O inciso inicial desse dispositivo contempla a vedação da venda casada ao consumidor. Essa conduta consiste em condicionar o fornecimento de certo produto a aquisição de outro (BRAGA NETTO, 2012).

O Colendo STJ, sobre o tema, já se posicionou favoravelmente á configuração da venda casada pelo fornecedor que, ao vender seu produto, condiciona-o á aquisição de seguro, conforme ementa exemplificativa abaixo:

DIREITO DO CONSUMIDOR. CONTRATO DE FINANCIAMENTO DE VEÍCULO COM GARANTIA FIDEJUSSÓRIA. OBRIGAÇÃO DE FIRMAR CONTRATO DE SEGURO. CONTRATAÇÃO COMPULSÓRIA POR INTERMÉDIO DA FINANCEIRA. SUBTRAÇÃO DO CONSUMIDOR DA POSSIBILIDADE DE PROCURAR OUTROS CONTRATANTES PARA PACTUAR SEGURO MENOS ONEROSO. VENDA CASADA. I - Admitir a alegação da agravante de que o agravado aderiu espontaneamente ao seguro impõe o reexame das provas que levaram o Tribunal de origem a concluir que o último, na verdade, não teve escolha e foi tolhido em sua liberdade de escolher contratante que oferecesse proposta menos onerosa. Aplicação da Súmula STJ/7. Agravo Regimental improvido.

(STJ - AgRg no Ag: 1029125 RJ 2008/0059920-4, Relator: Ministro SIDNEI BENETI, Data de Julgamento: 22/02/2011, T3 - TERCEIRA TURMA, Data de Publicação: DJe 28/02/2011)

□ □ □ □ □ □ □

O QUE FAZER:
Por favor, reescreva o trecho do texto sobre venda casada entre "DIREITO DO CONSUMIDOR." e "Publicação: DJe 28/02/2011)", inclusive, trocando "TERCEIRA TURMA" por "QUARTA TURMA".

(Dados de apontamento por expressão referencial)
□ □ □ □ □ □ □

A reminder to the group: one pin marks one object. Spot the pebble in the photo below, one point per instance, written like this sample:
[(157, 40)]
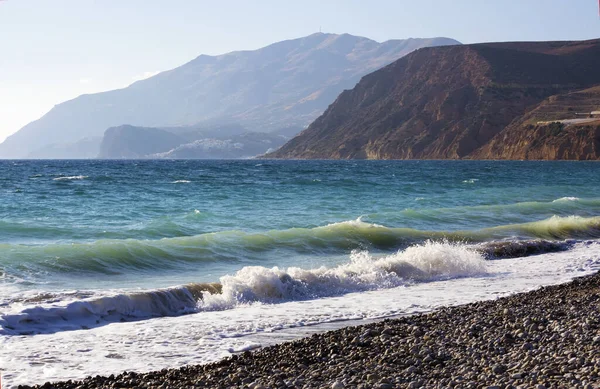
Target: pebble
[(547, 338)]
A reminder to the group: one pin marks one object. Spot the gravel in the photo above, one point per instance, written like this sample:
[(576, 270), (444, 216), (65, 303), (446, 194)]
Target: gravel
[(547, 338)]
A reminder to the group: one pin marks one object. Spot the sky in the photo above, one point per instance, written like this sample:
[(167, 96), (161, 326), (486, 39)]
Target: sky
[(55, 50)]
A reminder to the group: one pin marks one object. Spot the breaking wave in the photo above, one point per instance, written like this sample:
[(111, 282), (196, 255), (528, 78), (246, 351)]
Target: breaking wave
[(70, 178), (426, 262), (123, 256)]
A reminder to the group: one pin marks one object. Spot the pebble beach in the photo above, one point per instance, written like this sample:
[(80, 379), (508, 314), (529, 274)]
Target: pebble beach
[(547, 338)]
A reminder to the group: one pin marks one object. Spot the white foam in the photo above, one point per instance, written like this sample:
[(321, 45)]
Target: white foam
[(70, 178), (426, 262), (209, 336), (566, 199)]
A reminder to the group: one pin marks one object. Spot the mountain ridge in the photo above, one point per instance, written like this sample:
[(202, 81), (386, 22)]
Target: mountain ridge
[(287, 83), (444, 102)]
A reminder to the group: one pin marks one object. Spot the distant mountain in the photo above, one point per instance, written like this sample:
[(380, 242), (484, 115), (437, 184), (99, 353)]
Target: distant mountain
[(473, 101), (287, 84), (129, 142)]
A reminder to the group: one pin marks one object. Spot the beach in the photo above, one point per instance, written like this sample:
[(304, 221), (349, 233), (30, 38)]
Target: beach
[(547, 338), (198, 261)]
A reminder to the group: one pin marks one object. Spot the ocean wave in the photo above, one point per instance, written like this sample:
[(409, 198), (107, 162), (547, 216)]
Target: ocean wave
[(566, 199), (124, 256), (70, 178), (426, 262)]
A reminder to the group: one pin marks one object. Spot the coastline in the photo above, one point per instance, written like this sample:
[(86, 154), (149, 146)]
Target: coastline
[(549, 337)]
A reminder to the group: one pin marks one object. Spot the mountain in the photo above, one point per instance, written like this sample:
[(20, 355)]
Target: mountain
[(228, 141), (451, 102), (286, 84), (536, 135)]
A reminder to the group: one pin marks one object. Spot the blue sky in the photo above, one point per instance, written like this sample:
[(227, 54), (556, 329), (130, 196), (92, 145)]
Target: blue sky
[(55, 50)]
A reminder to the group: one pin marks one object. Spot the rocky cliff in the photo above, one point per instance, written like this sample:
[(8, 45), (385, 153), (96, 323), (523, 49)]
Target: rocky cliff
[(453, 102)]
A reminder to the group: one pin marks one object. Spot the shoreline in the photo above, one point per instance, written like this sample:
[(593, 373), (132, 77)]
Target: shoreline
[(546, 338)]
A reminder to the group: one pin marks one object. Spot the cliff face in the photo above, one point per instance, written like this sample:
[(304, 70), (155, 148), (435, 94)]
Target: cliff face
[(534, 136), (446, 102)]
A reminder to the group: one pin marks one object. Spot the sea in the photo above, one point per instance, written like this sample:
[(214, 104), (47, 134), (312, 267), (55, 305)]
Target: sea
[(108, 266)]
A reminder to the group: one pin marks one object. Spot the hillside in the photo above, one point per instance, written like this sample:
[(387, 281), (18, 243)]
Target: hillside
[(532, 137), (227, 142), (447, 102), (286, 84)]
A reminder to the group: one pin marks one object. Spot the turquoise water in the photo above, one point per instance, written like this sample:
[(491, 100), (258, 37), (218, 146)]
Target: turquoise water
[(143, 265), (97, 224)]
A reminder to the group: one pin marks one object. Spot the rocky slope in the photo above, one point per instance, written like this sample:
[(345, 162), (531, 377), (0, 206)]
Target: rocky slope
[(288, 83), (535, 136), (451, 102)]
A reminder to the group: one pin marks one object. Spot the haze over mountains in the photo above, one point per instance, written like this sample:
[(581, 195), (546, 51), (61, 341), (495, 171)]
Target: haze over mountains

□ □ □ □ □ □ □

RESPOSTA:
DIREITO DO CONSUMIDOR. CONTRATO DE FINANCIAMENTO DE VEÍCULO COM GARANTIA FIDEJUSSÓRIA. OBRIGAÇÃO DE FIRMAR CONTRATO DE SEGURO. CONTRATAÇÃO COMPULSÓRIA POR INTERMÉDIO DA FINANCEIRA. SUBTRAÇÃO DO CONSUMIDOR DA POSSIBILIDADE DE PROCURAR OUTROS CONTRATANTES PARA PACTUAR SEGURO MENOS ONEROSO. VENDA CASADA. I - Admitir a alegação da agravante de que o agravado aderiu espontaneamente ao seguro impõe o reexame das provas que levaram o Tribunal de origem a concluir que o último, na verdade, não teve escolha e foi tolhido em sua liberdade de escolher contratante que oferecesse proposta menos onerosa. Aplicação da Súmula STJ/7. Agravo Regimental improvido.

(STJ - AgRg no Ag: 1029125 RJ 2008/0059920-4, Relator: Ministro SIDNEI BENETI, Data de Julgamento: 22/02/2011, T3 - QUARTA TURMA, Data de Publicação: DJe 28/02/2011)